(SUPPLIED RECORDS Opens)

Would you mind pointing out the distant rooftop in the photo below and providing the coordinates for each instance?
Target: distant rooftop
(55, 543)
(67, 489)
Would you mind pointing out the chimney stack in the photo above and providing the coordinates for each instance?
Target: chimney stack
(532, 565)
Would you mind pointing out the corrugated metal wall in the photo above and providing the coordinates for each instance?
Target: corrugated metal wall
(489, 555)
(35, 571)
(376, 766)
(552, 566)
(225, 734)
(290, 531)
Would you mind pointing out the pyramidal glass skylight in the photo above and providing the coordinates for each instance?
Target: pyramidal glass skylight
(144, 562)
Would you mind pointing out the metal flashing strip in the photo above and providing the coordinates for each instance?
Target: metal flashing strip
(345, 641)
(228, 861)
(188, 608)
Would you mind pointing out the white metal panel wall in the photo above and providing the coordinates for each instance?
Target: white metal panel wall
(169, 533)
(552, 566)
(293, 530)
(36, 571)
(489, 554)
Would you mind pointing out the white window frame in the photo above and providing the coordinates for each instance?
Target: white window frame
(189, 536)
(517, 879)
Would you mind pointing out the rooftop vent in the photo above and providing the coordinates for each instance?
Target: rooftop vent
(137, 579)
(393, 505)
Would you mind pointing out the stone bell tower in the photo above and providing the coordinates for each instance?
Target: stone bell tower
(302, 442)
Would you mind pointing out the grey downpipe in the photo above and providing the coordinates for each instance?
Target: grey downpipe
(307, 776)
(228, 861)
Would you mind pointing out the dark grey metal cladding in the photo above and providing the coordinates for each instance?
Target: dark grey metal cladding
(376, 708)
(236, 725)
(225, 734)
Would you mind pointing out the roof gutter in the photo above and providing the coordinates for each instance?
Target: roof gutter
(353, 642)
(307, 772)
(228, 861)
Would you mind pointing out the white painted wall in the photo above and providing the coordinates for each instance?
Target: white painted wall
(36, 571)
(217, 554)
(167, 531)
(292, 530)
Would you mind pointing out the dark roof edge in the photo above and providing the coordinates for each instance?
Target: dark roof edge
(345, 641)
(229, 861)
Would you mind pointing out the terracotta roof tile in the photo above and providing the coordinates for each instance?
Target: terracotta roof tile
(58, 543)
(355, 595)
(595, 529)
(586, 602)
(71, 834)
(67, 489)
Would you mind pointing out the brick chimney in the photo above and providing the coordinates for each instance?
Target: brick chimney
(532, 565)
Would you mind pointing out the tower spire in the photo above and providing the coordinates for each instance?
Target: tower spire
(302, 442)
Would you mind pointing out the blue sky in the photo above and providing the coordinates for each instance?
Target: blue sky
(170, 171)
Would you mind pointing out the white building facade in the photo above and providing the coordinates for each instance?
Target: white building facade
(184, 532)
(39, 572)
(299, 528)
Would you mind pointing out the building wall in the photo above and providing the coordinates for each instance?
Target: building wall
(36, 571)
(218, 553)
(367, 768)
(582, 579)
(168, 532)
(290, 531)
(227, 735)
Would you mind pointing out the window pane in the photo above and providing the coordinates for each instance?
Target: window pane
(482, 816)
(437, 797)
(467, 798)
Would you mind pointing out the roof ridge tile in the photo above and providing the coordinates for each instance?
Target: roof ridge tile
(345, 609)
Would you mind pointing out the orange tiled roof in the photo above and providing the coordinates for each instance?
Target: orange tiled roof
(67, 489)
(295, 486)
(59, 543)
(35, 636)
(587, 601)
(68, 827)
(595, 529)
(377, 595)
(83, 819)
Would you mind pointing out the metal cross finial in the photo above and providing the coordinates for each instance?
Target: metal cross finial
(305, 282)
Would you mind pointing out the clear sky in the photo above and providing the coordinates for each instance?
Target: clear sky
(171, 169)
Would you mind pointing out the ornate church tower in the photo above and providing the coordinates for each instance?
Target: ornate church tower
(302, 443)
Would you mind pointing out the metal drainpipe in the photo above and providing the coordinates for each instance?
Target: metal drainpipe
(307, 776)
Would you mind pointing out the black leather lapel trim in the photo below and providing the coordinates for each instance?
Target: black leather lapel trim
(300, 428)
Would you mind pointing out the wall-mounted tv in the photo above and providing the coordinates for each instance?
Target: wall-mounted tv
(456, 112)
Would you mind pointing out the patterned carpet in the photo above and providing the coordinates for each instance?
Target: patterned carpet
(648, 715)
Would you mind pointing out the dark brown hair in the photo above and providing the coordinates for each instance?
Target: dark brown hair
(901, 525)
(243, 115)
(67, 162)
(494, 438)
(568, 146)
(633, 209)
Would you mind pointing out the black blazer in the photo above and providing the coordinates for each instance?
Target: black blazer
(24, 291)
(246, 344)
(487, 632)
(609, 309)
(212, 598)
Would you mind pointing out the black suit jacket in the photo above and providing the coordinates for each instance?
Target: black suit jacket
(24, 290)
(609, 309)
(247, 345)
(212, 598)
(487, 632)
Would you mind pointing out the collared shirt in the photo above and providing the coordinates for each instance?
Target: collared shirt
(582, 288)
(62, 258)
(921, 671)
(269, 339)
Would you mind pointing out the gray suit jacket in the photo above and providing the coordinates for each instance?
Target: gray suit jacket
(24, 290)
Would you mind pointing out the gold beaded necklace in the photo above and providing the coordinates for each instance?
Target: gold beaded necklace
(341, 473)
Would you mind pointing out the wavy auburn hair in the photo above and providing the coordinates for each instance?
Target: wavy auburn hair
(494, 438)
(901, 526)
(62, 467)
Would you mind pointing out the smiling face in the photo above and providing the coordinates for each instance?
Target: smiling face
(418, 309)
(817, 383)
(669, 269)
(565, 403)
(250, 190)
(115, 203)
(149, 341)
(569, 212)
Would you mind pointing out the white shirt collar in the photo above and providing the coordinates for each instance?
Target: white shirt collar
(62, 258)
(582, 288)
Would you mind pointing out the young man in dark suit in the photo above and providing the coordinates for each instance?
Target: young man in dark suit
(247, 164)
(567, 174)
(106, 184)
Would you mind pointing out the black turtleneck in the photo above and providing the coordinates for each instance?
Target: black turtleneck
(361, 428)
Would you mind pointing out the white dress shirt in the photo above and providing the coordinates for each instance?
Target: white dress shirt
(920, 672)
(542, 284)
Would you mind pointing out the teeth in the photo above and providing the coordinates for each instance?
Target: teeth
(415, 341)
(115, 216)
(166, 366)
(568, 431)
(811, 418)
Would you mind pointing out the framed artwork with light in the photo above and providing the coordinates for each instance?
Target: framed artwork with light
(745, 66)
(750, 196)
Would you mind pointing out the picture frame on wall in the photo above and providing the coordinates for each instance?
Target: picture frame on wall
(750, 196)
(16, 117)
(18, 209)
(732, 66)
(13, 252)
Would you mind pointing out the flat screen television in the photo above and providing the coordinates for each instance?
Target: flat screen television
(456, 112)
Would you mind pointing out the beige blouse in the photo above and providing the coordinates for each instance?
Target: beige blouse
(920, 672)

(SUPPLIED RECORDS Closes)

- [HOW TO COMPLETE THIS TASK] Using the entries above, return exactly the lines from the line with "Would you mind pointing out the white metal" to the line with "Would you mind pointing out the white window", counting both of those lines.

- [TASK SOLUTION]
Would you mind pointing out the white metal panel wall in the photo above and providing the coordinates for each instance?
Target: white metal panel wall
(169, 533)
(552, 566)
(293, 530)
(36, 571)
(489, 554)
Would you mind pointing out the white window frame in the photo above and providing the coordinates for each instance?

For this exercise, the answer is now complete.